| Excerpted passage |
*** Begin section ***
Michael Rich, MD, MPH, is Boston Children’s Hospital’s media expert and director of Boston Children’s Center on Media and Child Health. Send him a media-related parenting question via cmch@childrens.harvard.edu and follow him on Twitter @CMCH_Boston.

Michael Rich, MD, MPH

Q: Should I read my 14 year old daughter’s text messages?  I want to make sure she is safe and that she isn’t using her phone late at night.  She feels that I check her texts because I don’t trust her, but I feel that as a parent (who also pays for the phone), it is my job to make sure she is safe.

-Troubled about texting, Denver, CO

A: Your question is an important one and highlights issues that many parents deal with when it comes to being aware of a child’s activities. Make it clear to your daughter that you do trust her to do the best she can in any situation, and that you are showing that trust by providing her with a cell phone.
*** End section ***
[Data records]
*** Begin section ***
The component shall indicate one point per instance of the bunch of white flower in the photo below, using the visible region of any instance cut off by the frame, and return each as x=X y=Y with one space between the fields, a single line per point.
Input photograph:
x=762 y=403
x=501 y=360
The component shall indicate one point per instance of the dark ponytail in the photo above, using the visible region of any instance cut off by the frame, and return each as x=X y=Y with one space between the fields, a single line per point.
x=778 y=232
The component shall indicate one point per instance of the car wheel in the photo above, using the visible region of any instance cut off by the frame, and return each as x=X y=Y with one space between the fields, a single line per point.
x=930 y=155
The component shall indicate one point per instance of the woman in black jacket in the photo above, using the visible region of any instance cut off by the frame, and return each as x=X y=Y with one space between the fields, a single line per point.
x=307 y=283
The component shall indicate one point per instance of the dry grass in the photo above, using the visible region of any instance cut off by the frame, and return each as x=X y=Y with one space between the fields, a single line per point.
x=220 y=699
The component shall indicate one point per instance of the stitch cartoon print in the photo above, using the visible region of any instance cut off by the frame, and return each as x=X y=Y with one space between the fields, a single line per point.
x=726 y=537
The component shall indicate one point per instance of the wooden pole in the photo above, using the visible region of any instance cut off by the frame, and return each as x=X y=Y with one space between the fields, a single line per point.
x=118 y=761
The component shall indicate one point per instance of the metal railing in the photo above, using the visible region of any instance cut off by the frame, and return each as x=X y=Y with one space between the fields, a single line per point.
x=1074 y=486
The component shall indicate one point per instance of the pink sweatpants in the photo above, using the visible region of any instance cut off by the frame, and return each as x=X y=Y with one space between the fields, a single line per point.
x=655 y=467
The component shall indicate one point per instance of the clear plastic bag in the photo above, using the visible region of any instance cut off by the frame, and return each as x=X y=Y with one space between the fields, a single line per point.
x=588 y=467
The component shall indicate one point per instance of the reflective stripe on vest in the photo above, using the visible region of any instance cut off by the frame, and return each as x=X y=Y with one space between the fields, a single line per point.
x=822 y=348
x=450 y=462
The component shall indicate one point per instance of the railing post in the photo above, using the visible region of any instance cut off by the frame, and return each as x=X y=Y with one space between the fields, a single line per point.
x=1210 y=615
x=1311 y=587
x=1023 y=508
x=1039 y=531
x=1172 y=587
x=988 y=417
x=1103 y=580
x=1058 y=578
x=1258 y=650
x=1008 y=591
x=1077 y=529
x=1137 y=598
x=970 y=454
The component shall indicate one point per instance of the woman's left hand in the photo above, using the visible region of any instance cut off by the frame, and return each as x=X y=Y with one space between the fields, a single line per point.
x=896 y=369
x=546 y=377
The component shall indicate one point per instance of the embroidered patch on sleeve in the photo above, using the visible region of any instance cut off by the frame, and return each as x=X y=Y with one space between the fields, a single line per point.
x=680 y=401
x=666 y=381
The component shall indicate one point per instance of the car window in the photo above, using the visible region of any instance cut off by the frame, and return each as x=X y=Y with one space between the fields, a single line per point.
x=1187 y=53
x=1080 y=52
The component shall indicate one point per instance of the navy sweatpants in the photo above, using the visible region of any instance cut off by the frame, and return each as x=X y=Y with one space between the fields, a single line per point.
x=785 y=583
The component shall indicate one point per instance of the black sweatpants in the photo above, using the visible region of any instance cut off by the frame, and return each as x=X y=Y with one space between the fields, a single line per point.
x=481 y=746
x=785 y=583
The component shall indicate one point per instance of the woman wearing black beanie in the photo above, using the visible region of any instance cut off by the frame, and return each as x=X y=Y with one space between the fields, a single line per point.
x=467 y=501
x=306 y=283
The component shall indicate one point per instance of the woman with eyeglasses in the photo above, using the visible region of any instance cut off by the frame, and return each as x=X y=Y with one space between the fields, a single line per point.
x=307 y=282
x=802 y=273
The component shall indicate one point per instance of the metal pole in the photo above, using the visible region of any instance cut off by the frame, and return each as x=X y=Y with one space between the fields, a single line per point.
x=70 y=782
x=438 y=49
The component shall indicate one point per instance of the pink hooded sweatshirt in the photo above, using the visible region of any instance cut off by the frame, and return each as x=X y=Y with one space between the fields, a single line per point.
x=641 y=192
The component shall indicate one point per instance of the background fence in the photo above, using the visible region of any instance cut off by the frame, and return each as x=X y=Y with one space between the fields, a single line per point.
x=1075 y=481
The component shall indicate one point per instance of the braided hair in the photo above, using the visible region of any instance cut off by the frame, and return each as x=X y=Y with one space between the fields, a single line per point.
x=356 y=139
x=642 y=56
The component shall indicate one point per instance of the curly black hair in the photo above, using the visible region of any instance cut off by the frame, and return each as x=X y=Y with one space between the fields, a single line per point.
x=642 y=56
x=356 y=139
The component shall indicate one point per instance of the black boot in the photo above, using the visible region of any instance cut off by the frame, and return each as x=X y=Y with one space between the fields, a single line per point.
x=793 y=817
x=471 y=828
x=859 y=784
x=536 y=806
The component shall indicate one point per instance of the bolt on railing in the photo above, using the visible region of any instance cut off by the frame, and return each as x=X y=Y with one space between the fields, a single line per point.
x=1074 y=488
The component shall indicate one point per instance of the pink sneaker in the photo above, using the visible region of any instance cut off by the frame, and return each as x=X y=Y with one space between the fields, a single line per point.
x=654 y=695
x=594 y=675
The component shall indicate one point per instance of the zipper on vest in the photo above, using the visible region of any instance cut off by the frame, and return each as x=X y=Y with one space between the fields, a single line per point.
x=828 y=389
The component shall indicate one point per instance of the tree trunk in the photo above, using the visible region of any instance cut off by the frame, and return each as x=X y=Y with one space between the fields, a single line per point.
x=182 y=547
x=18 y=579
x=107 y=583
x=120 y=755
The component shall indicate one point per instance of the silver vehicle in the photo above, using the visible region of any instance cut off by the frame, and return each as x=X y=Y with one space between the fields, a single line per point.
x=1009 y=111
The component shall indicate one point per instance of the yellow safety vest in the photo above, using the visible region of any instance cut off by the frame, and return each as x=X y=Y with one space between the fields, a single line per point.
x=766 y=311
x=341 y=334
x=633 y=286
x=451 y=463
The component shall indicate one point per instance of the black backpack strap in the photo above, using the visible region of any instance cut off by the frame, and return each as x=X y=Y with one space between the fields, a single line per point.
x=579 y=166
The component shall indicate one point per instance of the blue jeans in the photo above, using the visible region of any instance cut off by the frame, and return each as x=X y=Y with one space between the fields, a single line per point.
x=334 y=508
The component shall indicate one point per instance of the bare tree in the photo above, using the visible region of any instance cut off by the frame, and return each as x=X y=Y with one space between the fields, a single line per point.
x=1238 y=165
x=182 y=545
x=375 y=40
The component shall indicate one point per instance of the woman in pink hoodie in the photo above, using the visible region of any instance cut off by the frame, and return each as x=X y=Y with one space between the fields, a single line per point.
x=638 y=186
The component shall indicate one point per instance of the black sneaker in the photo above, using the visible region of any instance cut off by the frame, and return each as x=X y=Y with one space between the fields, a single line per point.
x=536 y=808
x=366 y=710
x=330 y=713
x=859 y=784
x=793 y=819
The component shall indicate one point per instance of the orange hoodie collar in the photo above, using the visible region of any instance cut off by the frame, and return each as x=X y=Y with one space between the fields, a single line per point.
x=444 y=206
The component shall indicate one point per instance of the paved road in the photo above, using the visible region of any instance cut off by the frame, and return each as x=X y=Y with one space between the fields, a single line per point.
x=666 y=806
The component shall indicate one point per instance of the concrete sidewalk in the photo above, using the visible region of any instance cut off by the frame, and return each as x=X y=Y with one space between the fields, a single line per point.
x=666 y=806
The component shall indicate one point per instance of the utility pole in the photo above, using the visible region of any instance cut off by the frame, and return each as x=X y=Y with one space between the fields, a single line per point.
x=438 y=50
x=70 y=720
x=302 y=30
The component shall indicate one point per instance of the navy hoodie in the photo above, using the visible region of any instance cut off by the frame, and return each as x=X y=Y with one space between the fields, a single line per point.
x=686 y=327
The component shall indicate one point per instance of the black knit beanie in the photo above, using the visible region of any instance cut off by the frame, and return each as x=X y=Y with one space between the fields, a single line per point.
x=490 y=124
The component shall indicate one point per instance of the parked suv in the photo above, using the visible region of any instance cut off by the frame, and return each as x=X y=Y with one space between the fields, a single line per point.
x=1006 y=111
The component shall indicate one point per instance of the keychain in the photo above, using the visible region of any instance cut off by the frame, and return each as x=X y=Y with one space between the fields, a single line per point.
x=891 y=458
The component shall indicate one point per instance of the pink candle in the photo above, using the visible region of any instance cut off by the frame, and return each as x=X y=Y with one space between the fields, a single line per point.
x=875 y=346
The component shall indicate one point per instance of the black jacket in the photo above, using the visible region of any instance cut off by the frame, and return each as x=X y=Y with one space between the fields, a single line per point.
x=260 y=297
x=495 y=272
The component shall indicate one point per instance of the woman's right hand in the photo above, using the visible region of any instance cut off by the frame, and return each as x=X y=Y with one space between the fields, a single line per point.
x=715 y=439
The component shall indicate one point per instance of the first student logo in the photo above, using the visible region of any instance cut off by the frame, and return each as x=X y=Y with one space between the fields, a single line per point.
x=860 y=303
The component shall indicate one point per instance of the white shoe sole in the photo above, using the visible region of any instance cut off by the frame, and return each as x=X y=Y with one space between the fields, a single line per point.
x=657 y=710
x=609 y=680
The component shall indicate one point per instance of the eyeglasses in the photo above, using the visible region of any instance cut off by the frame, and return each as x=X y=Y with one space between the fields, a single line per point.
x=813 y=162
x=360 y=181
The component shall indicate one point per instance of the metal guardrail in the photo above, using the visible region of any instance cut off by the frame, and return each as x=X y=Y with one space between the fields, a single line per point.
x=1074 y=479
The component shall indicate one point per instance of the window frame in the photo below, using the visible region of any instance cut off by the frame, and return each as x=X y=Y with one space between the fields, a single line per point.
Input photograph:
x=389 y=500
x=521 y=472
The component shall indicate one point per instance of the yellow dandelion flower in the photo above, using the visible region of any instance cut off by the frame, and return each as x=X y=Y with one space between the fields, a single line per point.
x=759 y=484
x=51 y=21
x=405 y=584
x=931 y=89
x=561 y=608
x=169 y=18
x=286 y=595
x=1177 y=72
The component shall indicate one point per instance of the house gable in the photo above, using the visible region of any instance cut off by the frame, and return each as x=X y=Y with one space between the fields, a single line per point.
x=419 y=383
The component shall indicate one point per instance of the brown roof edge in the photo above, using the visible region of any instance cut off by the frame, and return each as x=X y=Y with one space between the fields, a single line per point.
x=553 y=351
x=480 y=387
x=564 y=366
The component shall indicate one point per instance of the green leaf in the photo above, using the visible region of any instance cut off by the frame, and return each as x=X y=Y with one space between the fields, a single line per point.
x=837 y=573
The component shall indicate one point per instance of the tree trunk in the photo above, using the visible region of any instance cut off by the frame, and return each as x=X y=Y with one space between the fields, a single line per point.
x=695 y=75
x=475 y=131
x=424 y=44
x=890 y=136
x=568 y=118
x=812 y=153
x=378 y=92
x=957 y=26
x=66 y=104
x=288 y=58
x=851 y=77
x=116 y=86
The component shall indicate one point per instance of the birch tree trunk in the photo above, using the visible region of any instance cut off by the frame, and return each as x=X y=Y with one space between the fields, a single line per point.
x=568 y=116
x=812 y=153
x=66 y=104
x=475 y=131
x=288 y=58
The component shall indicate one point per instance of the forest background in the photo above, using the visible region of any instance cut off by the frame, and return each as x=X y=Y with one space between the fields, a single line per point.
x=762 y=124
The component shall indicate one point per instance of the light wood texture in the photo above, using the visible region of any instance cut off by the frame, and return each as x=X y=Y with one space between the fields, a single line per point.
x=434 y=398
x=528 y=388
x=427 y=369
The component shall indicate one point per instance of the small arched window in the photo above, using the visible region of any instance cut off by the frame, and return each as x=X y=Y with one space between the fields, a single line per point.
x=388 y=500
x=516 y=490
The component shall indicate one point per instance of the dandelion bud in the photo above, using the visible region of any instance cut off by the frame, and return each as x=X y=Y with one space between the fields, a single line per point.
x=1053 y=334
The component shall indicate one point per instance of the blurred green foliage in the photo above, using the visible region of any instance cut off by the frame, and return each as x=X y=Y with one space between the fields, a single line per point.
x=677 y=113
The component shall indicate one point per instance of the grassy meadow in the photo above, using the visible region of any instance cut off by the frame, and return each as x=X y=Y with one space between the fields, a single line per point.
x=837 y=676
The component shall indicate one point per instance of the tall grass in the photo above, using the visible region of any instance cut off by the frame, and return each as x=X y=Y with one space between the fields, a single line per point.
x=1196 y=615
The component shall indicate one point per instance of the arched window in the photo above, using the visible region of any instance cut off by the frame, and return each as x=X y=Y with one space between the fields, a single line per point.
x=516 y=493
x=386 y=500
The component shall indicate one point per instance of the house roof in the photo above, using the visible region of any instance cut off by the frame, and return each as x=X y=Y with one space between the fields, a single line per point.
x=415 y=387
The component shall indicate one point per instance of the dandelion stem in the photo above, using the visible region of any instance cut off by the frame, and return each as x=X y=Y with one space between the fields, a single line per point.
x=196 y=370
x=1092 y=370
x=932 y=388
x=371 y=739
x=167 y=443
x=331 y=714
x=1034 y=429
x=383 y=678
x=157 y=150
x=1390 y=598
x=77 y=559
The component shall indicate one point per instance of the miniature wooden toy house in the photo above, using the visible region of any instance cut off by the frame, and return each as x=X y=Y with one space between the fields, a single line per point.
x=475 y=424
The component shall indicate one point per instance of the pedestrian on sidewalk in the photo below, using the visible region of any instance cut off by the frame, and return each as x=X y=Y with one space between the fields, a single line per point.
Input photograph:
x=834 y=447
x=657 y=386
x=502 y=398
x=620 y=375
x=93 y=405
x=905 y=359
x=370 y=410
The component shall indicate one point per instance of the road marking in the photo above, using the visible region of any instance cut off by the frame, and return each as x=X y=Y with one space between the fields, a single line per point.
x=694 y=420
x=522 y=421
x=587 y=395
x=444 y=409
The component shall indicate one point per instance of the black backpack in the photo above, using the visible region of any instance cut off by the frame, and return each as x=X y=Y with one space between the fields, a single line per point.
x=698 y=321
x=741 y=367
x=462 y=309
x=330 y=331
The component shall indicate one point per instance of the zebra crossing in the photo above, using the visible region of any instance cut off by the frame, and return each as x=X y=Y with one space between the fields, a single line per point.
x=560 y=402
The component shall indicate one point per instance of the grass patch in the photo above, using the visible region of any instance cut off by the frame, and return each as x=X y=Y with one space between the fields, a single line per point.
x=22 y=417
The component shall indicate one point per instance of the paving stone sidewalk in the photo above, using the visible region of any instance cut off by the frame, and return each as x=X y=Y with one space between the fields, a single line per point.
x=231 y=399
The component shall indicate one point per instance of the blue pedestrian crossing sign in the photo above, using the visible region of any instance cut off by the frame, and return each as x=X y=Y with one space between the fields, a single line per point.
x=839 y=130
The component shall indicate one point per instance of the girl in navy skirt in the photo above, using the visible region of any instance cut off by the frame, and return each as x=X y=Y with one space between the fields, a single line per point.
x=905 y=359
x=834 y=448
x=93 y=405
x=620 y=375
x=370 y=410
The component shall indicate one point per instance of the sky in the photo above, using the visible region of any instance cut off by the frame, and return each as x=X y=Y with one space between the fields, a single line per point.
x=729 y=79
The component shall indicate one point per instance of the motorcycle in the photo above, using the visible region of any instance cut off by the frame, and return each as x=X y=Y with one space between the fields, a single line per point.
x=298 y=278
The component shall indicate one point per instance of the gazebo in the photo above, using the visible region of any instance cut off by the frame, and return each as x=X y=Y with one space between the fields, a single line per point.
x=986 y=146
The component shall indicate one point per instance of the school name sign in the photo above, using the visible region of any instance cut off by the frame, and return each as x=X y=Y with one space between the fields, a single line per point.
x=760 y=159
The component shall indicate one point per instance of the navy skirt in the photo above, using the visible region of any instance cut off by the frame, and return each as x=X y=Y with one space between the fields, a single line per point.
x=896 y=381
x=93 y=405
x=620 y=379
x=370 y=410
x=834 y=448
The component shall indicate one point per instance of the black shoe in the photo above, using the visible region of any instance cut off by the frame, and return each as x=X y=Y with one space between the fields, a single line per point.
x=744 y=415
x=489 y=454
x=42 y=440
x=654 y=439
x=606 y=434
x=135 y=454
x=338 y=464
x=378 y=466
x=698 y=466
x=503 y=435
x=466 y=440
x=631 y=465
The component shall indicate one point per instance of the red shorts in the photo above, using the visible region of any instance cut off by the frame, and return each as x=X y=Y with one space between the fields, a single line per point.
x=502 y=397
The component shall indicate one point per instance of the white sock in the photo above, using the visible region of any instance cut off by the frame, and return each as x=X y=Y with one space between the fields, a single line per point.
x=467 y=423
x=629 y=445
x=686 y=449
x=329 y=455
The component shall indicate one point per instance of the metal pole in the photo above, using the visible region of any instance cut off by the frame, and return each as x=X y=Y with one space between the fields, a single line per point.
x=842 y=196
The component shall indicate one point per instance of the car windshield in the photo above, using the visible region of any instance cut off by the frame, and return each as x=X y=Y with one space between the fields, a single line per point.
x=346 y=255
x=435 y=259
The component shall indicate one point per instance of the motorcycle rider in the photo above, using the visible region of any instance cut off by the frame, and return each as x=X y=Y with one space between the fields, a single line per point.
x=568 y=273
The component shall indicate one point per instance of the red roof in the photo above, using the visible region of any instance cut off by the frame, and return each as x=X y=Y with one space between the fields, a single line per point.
*** End section ***
| Directions |
• 1. According to the parenting column, what position does Michael Rich hold at Boston Children's Center on Media and Child Health?
• 2. List every degree and position the parenting column attributes to Michael Rich.
• 3. Resume the parenting column on reading a teenager's text messages, starting after its last sentence.

| Outputs in order |
• 1. He is its director.

• 2. MD; MPH; media expert at Boston Children's Hospital; director of Boston Children's Center on Media and Child Health

• 3.
It is important for you, as her parent, to help guide and teach your daughter to use this powerful technology effectively on her own and in ways that promote her becoming the kind of person that she wants to become. Just as you will sit in the front seat with her as she learns to drive, your awareness of her digital activities is your way of guiding and supporting her as she learns to use this powerful tool effectively, safely, and respectfully. As her parent, you have a wealth of experience that you can share, not to restrict, but to help her learn from mistakes made by you or others rather than making them herself.